[Begin INFORMATION SHOWN]

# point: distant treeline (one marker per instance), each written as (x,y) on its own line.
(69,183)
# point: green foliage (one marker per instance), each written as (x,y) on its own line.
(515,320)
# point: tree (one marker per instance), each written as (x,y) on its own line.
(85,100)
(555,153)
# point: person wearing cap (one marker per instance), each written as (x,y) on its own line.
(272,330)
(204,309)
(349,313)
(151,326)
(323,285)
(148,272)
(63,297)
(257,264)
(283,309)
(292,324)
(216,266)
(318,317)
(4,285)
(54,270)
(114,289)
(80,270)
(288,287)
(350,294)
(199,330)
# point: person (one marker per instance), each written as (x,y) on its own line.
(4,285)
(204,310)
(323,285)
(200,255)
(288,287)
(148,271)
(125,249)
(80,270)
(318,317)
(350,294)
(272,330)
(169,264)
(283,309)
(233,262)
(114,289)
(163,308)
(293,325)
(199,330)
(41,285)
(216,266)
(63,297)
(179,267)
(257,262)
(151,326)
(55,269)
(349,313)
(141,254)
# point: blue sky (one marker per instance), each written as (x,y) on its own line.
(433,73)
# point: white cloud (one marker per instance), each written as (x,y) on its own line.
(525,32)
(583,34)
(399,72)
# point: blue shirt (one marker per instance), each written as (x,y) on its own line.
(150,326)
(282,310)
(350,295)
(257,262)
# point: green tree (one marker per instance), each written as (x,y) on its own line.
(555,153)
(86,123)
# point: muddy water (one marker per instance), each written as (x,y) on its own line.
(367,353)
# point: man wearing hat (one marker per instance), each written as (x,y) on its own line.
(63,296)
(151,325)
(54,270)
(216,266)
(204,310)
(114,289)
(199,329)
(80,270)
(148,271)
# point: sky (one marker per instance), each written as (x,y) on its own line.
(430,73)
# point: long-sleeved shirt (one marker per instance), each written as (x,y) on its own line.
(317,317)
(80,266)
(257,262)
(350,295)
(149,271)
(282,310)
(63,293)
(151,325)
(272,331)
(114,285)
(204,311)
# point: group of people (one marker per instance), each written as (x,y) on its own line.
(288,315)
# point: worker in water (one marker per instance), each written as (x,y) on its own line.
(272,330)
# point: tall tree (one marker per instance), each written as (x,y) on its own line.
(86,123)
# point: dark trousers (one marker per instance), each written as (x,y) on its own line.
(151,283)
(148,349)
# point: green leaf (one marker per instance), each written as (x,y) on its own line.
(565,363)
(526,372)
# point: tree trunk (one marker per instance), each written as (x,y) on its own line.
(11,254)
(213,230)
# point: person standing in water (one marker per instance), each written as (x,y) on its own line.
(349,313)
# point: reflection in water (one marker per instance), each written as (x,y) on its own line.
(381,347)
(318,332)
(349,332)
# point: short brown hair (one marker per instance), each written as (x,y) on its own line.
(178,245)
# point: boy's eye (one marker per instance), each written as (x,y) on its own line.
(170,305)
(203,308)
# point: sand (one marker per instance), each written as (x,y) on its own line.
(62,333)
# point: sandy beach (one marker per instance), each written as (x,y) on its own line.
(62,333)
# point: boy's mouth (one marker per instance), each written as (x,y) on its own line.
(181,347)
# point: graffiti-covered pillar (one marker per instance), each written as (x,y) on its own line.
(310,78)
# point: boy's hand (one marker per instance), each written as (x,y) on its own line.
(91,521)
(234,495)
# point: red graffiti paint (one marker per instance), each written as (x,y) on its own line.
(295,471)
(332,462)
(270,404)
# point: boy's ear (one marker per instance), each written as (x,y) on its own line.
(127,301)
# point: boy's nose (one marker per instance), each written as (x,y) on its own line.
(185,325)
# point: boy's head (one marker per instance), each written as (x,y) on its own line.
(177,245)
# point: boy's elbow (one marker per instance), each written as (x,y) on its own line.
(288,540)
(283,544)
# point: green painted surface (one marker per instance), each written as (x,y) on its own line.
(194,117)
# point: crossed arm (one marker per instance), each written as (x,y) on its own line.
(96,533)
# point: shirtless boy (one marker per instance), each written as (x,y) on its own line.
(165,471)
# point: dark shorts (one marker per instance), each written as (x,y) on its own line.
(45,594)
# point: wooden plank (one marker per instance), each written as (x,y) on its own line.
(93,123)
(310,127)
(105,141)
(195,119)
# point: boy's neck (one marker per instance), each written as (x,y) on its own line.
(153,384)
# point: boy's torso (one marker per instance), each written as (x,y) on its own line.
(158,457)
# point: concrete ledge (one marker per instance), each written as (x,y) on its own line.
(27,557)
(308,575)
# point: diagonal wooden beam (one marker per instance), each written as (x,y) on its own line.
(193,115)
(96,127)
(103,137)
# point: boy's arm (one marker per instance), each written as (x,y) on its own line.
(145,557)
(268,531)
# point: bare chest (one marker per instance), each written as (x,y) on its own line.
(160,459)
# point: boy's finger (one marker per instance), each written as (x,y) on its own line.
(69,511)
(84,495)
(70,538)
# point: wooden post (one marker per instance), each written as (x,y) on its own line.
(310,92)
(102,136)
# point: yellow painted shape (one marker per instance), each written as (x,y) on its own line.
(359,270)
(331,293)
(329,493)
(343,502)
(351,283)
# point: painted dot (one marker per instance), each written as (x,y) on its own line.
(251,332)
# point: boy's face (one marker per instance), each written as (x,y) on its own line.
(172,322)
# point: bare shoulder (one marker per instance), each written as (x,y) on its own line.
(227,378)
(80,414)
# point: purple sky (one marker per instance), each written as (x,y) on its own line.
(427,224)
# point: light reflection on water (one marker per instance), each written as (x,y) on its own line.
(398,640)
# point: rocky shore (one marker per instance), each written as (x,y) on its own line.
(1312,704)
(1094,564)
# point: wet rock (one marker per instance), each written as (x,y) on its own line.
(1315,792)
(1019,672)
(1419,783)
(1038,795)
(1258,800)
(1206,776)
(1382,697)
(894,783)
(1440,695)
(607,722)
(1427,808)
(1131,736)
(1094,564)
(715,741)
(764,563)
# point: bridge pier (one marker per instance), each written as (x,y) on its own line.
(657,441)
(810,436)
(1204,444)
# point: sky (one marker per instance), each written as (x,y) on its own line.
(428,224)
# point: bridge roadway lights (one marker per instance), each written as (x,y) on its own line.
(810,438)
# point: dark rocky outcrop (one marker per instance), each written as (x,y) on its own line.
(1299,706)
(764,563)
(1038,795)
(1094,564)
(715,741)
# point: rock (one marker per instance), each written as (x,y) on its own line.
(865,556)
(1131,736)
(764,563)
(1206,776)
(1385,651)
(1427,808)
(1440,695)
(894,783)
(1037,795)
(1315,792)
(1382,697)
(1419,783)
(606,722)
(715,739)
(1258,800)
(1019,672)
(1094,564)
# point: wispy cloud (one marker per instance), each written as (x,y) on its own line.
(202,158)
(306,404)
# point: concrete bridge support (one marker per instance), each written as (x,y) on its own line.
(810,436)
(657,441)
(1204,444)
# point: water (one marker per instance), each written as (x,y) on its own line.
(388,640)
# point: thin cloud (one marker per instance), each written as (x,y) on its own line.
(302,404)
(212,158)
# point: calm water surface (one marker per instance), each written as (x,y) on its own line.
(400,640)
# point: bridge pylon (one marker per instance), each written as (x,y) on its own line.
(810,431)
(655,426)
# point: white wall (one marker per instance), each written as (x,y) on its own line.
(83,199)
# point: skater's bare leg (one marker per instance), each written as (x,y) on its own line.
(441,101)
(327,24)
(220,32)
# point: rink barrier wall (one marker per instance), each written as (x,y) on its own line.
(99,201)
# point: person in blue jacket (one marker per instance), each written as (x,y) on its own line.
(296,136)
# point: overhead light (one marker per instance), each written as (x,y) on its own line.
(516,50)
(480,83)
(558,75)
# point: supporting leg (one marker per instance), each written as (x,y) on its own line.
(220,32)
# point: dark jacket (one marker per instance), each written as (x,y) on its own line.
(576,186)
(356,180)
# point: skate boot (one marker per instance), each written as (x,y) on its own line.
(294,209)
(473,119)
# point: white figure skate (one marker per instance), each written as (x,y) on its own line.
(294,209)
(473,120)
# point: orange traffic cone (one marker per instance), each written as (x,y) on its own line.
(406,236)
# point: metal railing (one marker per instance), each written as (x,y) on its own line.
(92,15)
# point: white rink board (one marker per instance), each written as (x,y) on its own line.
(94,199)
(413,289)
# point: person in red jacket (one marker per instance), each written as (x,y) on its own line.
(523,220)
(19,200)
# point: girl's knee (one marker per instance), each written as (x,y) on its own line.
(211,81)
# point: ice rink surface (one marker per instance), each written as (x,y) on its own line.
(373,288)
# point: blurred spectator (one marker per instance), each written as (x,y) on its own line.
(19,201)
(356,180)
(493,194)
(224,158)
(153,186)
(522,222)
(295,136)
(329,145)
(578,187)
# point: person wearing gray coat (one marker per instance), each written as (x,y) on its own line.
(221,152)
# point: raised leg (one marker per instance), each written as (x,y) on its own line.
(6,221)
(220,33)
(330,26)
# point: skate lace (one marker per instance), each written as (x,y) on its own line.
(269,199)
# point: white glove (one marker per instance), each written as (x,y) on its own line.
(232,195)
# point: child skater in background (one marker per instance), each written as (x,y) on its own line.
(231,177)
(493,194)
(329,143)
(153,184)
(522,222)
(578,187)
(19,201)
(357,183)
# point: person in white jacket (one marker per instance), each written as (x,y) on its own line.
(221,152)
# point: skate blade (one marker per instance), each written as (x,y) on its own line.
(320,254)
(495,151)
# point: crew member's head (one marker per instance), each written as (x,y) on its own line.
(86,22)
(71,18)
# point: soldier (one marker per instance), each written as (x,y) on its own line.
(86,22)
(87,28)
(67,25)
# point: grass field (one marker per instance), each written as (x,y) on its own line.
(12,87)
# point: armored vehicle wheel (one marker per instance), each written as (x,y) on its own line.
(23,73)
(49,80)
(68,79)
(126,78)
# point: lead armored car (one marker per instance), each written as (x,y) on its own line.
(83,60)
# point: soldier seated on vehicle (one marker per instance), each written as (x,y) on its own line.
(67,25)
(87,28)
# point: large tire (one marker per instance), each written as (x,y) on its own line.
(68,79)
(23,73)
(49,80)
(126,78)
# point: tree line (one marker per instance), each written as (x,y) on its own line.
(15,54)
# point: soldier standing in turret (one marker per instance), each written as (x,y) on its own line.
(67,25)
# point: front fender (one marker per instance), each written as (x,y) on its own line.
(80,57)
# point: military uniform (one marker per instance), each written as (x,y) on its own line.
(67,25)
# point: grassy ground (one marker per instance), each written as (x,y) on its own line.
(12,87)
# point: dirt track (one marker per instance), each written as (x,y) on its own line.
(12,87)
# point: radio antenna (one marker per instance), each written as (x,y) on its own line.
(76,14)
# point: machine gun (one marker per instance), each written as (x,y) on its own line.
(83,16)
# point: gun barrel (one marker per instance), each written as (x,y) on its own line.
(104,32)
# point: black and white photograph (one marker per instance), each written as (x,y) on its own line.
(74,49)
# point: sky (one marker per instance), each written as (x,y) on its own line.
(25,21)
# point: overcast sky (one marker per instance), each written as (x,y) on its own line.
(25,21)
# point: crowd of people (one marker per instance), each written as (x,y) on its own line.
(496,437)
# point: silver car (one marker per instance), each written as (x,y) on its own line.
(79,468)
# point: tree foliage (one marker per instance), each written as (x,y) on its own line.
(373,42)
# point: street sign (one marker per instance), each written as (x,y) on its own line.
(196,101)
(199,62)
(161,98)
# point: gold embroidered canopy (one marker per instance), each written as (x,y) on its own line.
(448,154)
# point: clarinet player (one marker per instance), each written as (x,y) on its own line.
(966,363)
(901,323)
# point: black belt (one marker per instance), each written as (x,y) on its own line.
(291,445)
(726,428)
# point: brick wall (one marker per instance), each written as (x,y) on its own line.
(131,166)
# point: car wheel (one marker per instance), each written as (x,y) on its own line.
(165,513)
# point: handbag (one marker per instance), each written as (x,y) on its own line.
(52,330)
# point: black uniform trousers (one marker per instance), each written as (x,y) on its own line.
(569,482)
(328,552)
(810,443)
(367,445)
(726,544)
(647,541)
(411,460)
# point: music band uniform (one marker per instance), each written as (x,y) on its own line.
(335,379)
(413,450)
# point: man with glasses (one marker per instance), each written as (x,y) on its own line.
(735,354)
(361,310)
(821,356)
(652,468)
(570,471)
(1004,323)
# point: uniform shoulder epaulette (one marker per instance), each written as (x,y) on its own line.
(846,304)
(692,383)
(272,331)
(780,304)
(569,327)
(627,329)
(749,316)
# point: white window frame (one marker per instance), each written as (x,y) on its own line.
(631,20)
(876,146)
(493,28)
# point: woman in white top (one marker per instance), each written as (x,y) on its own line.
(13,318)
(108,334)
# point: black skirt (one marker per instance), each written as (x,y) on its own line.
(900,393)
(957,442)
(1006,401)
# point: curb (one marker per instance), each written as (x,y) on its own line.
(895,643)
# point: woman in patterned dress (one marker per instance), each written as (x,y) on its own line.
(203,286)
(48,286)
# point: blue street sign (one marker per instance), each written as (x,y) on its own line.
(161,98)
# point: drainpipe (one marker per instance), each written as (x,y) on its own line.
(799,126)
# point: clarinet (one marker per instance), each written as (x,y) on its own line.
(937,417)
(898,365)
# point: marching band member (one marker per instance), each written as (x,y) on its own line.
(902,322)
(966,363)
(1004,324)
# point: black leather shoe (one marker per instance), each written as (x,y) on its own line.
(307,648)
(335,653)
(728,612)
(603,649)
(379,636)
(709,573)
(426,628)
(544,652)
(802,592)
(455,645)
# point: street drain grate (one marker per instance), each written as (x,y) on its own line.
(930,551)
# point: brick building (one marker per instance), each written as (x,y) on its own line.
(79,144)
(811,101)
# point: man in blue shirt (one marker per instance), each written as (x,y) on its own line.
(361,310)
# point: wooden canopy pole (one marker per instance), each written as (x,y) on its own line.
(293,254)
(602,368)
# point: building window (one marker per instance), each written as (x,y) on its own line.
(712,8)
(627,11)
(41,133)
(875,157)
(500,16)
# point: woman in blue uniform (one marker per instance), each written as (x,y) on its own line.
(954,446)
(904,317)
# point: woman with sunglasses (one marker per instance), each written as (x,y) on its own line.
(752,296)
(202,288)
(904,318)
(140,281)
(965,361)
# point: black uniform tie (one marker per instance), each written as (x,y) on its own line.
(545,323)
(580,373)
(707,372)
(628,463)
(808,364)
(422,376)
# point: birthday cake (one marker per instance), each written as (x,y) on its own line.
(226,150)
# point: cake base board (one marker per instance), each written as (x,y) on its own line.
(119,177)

[End INFORMATION SHOWN]

_TASK OBJECTIVE_:
Repeat word for word the lines running from the line containing "# point: wooden canopy" to the end of the entries above, inclusive.

_RESULT FOR THIS TASK_:
# point: wooden canopy pole (one marker per instance), each written as (x,y) on its own line.
(293,254)
(602,368)
# point: building window (one marker per instance), each written as (x,y) on its own line.
(712,8)
(627,11)
(41,133)
(875,157)
(500,16)
# point: woman in blue uniform (one marker per instance), each written as (x,y) on its own line.
(954,446)
(904,317)
# point: woman with sunglasses (one marker per instance), each written as (x,y) on its own line.
(752,296)
(202,288)
(904,318)
(140,281)
(965,361)
# point: black uniform tie (one marker per instance), each written as (x,y) on its own line.
(545,323)
(580,373)
(707,372)
(628,463)
(808,364)
(422,376)
# point: birthday cake (one marker per instance), each written as (x,y) on its own line.
(226,150)
# point: cake base board (one marker per instance), each written as (x,y) on its own line.
(119,177)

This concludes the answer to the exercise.